[Data supplied Boundary: Start]

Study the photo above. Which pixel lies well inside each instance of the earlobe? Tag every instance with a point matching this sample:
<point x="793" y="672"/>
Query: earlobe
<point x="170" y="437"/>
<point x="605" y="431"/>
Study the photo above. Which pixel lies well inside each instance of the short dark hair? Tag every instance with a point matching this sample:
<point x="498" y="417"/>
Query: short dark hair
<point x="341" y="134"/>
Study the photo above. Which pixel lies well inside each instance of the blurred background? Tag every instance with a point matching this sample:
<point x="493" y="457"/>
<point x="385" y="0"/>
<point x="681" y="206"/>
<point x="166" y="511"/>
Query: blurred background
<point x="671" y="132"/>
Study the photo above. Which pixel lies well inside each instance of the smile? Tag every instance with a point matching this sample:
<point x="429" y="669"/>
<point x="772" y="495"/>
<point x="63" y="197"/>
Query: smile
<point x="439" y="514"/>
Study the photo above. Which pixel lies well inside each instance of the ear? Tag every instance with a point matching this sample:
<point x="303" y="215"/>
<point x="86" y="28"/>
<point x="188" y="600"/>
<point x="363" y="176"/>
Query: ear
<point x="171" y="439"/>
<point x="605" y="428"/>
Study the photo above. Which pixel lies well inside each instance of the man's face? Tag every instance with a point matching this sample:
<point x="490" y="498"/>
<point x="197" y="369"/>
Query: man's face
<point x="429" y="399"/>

[Data supplied Boundary: End]

**What you are asked to do**
Please set down all the data word for word.

**Expected answer**
Study the photo above. Which pixel lies well inside each instance of the earlobe? Tag every instance with a point matching this sample:
<point x="793" y="672"/>
Query: earlobe
<point x="170" y="437"/>
<point x="605" y="431"/>
Study the photo above. Which pixel lies well inside each instance of the short dark hair? Tag every instance with a point matching this sample:
<point x="498" y="417"/>
Query: short dark hair
<point x="341" y="134"/>
Study the photo above. Which pixel lies well inside each instance of the blurred background? Tag every instance with a point matching this sample:
<point x="493" y="457"/>
<point x="385" y="0"/>
<point x="681" y="206"/>
<point x="166" y="511"/>
Query: blurred background
<point x="671" y="132"/>
Study the photo above. Which pixel lies well inside each instance of the smile? Tag every instance with a point matching this sample:
<point x="429" y="669"/>
<point x="772" y="495"/>
<point x="63" y="197"/>
Query: smile
<point x="439" y="514"/>
Study the photo above. Which pixel lies well inside each instance of the ear? Tag every instance with a point matching this sample:
<point x="303" y="215"/>
<point x="86" y="28"/>
<point x="188" y="600"/>
<point x="363" y="176"/>
Query: ear
<point x="171" y="439"/>
<point x="605" y="428"/>
Study the photo above. Which pixel lies well inside each instance of the man's face? Tag every instance with a point matching this sample:
<point x="490" y="498"/>
<point x="197" y="369"/>
Query: man's face
<point x="429" y="399"/>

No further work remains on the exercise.